■ **Work instruction**
In the text on AI tools in computer science teaching, which AI tool did almost all the students use?
BEGIN Quoted passage
In addition, Gemini generated exam questions that were outside the range of specified chapters. When asked to correct this, the AI tool simply stated that the questions were based on the specified chapters in the latest version of the textbook, giving no indication of having made an error. It is for this reason that AI tools remind users that it can make mistakes, and the results should be fact checked. Evaluation of AI hallucinations became an important part of the cybersecurity learning activities.

Assessment of Collaborative Assignments

Considering the institution’s strategic goal to incorporate more high-impact practices (HIPs) this academic year, the instructor focused on student success for collaborative assignments, one of several HIPs for teamwork in higher education (Kuh, 2008).  Incorporating collaborative approaches strengthened the learning experience and increased student achievement. Therefore, the team efforts provided a significant and enriched learning experience in alignment with the core focus of HIPs in higher education (Kuh, 2008). Assessment of this new pedagogical approach indicated that most of the students used AI tools for their assignments and class projects at least half of the time. Almost all the students used ChatGPT, with just a few having used multiple tools such as Gemini, Claude, and Poe. Students used AI to troubleshoot, find procedures, brainstorm, code, and answer questions. Results also indicated that most students caught AI giving incorrect information and most preferred to use AI tools and the instructor as a resource. Therefore, the exploration, incorporation, and implementation of AI technology into the computer science curriculum provided many benefits for undergraduate students. Students gained new perspectives when utilizing AI to clarify concepts and the application to computer science. AI tools proved successful in exploring alternative approaches to programming. The overall assessment of student performance indicated that students were meeting the benchmark for brainstorming with AI to generate initial ideas and applying AI in solving technical problems. Another observation included drawbacks to AI such as the potential for student overreliance on AI. Overall, the assessment of this new pedagogical approach, with special emphasis on teamwork, revealed increased student achievement in cybersecurity topics and its applications to real-life situations.
END Quoted passage
BEGIN Information given
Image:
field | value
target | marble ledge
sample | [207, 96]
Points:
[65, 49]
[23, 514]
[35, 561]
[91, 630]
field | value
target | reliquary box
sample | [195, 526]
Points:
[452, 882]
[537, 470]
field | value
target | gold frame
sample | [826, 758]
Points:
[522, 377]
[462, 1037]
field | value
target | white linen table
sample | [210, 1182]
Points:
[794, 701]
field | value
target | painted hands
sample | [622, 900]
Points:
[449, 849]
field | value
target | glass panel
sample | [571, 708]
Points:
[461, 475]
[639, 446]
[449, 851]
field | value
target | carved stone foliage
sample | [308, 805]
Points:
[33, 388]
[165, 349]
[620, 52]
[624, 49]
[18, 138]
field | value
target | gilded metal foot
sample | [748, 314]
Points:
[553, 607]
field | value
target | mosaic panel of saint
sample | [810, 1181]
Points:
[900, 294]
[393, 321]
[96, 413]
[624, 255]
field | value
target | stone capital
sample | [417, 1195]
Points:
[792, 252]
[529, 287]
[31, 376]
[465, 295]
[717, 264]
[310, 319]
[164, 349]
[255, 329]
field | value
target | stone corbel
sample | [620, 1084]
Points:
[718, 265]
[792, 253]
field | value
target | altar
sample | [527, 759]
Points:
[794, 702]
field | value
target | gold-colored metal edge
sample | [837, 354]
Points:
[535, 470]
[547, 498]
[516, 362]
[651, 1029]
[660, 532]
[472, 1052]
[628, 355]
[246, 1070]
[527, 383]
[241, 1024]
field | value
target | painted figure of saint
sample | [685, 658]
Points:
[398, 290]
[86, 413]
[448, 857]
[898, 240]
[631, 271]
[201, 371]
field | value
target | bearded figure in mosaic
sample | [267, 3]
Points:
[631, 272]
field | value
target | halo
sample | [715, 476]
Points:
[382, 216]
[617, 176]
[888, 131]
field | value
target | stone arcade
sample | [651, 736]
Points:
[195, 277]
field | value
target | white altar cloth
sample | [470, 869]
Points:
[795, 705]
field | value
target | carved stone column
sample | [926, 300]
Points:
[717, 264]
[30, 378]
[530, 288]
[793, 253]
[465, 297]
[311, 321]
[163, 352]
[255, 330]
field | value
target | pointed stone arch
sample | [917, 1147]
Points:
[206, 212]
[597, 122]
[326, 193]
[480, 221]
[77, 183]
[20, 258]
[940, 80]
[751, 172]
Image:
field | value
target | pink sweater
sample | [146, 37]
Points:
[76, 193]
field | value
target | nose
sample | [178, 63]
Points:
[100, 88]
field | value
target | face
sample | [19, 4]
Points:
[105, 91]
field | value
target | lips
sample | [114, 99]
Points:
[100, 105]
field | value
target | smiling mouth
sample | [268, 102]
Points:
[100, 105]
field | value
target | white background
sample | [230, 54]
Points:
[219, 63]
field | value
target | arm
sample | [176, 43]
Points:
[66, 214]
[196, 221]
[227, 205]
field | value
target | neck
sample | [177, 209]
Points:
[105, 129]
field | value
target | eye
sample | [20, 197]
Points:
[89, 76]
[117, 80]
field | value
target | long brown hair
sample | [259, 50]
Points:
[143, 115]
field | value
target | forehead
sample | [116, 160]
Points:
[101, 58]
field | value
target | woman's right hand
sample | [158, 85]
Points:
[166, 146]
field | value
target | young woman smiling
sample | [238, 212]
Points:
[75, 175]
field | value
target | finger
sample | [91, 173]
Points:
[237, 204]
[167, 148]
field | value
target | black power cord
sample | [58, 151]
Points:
END Information given
■ **Your response**
ChatGPT